[Data entries]:

+-------+

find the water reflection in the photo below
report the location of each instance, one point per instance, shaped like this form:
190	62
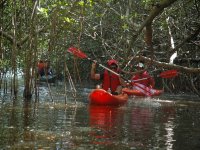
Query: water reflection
106	122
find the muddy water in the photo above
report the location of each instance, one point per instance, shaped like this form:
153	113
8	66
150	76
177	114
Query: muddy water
58	121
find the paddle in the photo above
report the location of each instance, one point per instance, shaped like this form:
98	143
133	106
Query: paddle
80	54
166	74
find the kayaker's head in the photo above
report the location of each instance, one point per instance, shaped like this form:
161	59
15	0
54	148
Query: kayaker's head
140	65
112	64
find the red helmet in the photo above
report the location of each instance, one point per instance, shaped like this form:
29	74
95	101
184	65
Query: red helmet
112	61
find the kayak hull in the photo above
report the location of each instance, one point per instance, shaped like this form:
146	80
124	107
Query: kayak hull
135	92
102	97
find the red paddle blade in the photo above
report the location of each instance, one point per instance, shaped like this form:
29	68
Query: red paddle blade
77	52
168	74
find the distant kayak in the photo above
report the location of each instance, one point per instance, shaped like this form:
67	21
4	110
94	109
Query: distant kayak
102	97
48	78
136	92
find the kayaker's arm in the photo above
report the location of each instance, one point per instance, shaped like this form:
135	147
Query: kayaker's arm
93	73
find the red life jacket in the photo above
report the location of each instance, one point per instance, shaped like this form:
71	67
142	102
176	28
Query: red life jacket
147	82
111	81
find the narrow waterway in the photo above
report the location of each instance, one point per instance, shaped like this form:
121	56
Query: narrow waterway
58	121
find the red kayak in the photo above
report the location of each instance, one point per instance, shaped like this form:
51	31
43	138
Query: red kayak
136	92
102	97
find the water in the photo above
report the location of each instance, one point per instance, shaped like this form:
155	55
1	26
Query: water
170	122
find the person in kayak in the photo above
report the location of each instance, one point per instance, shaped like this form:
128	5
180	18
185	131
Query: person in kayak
110	82
143	77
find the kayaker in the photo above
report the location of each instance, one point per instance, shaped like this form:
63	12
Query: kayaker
148	80
41	66
109	80
44	68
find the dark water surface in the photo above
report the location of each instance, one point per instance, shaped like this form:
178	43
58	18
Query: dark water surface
170	122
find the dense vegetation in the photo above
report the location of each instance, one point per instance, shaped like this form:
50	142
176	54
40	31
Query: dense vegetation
162	33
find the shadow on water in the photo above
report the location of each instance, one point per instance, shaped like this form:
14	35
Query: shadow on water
165	122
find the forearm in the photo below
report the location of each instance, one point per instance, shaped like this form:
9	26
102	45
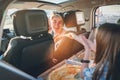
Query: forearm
85	65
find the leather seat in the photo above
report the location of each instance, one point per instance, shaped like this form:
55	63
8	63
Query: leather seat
30	50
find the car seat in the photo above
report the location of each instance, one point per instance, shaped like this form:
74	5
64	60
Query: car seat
31	49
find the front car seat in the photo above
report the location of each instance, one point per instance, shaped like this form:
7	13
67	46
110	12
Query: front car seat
30	50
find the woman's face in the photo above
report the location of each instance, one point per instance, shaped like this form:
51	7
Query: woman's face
56	24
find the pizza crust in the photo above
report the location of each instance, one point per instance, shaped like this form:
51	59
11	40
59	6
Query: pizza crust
66	72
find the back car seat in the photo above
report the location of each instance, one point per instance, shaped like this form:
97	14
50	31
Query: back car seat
31	52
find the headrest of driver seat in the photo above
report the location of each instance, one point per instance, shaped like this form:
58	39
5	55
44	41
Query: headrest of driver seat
30	22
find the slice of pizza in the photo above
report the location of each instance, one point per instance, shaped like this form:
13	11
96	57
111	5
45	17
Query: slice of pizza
66	72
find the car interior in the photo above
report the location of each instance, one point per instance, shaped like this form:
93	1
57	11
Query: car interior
27	47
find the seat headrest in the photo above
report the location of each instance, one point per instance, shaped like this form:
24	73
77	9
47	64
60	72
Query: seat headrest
30	22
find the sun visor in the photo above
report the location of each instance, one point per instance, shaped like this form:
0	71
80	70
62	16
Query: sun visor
80	17
30	22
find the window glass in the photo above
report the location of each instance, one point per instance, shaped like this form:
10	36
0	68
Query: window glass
107	14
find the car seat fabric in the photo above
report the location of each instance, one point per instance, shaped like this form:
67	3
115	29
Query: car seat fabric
30	51
10	72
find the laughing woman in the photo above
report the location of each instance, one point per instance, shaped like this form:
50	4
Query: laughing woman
107	57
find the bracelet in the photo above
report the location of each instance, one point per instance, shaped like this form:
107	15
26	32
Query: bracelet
85	61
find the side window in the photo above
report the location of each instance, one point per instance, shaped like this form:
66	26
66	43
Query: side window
107	14
8	31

+-------+

[TASK INSTRUCTIONS]: Please repeat every record exactly, leaving the pictures out.

[ANSWER BOX]:
find the water reflection in the photo below
report the location of each instance, one point per instance, shaped like this form:
190	62
Query: water reflection
106	122
find the muddy water in the photo above
report the location of each instance, one point per instance, shaped like this form:
153	113
8	66
150	76
177	114
Query: muddy water
58	121
find the paddle in the photo above
report the location of each instance, one point per instance, shaped like this form:
98	143
133	106
Query: paddle
80	54
166	74
find the kayaker's head in the photo above
report the location of each instance, one point per instance, shaped like this form:
161	59
15	0
54	148
Query: kayaker's head
140	65
112	64
find the red helmet in the photo above
report the location of each instance, one point per instance, shaped like this form:
29	74
95	101
184	65
Query: red helmet
112	61
find the kayak hull in the photo above
report the location of each instance, one point per instance, shaped like this form:
146	80
124	107
Query: kayak hull
135	92
102	97
find the red paddle blade in the photo above
report the location of each instance, one point per instance, shaped like this form:
29	68
Query: red paddle blade
77	52
168	74
find the distant kayak in the photo above
report the location of each instance, one point per instance, shaped like this form:
67	21
4	110
94	109
Query: distant kayak
102	97
48	78
136	92
find the kayaker's arm in the photo above
report the location of each instance, one point per instance, shaped like this form:
135	147
Query: kayaker's arm
93	73
find the red life jacket in the photo above
report the location of each instance, one point per instance, shaped like this form:
71	67
142	102
176	28
Query: red life jacket
147	82
111	81
find the narrow waterway in the photo above
report the location of each instance, one point per instance, shaped like this form:
121	56
Query: narrow waterway
58	121
find the red kayak in the photo above
report the location of each instance, one point per instance, shaped like this form:
51	31
43	138
Query: red kayak
136	92
102	97
find the water in the photo above
report the location of each instance, one point per instance, shaped like this form:
155	55
1	26
Query: water
170	122
find the person in kayak in the photo above
report the location of each instance, one point per instance, shaped like this form:
128	5
180	18
185	131
Query: person in kayak
110	82
143	77
find the kayaker in the photo above
report the location of each instance, one point per instance, shaped like this form:
63	12
Query: kayaker
148	80
41	66
109	80
44	68
find the dark water surface in the photo above
report the location of each instance, one point per instance, shaped like this form:
178	43
58	18
Query: dark water surface
170	122
find the dense vegetation in the photo above
report the location of each instance, one point per instance, shaped like this form:
50	142
176	54
40	31
Query: dense vegetation
162	33
find the shadow on water in the photo above
report the location of each instance, one point per instance, shaped like this form:
14	35
Query: shadow on water
165	122
find the forearm in the photo below
report the location of each instance, one point per instance, shaped like this form:
9	26
102	45
Query: forearm
85	65
find the leather seat in the photo above
report the location of each instance, one point per instance, shaped like this form:
55	63
8	63
Query: leather seat
30	50
find the car seat in the photo above
report the location of each instance, one point per instance, shaped like this form:
74	5
64	60
Query: car seat
31	49
find the front car seat in the photo above
report the location of each instance, one point per instance, shaped like this form:
7	13
67	46
110	12
Query: front car seat
30	50
find the woman's face in the photo above
report the location of each instance, one point per instance, shaped like this form:
51	7
Query: woman's face
56	24
find the pizza crust in the photo above
report the location of each instance, one point per instance, shaped like this form:
51	59
11	40
59	6
Query: pizza crust
66	72
find the back car seat in the photo above
report the location of each instance, one point per instance, shaped like this form:
97	14
50	31
Query: back car seat
31	52
find the headrest of driver seat in the photo above
report the location of each instance, one point per instance, shaped like this form:
58	39
5	55
44	41
Query: headrest of driver seat
30	22
find the slice of pizza in the photo above
report the location of each instance, one point per instance, shaped like this form:
13	11
96	57
111	5
45	17
Query: slice of pizza
66	72
find the car interior in the photo above
report the location of each instance, one point per instance, shaped like this form:
93	1
57	11
Query: car interior
27	47
find the seat headrest in the photo above
report the location of each instance, one point per instance, shaped like this form:
24	73
77	9
47	64
60	72
Query: seat headrest
30	22
find the sun visor in the photo above
report the location of each instance, one point per instance, shaped like this form:
0	71
80	70
62	16
Query: sun visor
80	17
30	22
find the window glass in the photo above
report the location of each instance, one point per instance, shaped like this form:
10	36
0	68
Query: window glass
107	14
find the car seat fabric in the photo above
report the location of each instance, one point per instance, shaped like this form:
67	3
115	29
Query: car seat fabric
30	51
10	72
find the laughing woman in the photo above
report the location of each instance, one point per instance, shaped like this form:
50	4
Query: laughing woman
107	57
find the bracelet in the photo above
report the location of each instance, one point per instance, shaped like this form:
107	15
26	32
Query: bracelet
85	61
find the side window in the photo above
report the location of each instance, one point per instance, shaped like this form:
66	26
66	43
Query: side window
107	14
8	31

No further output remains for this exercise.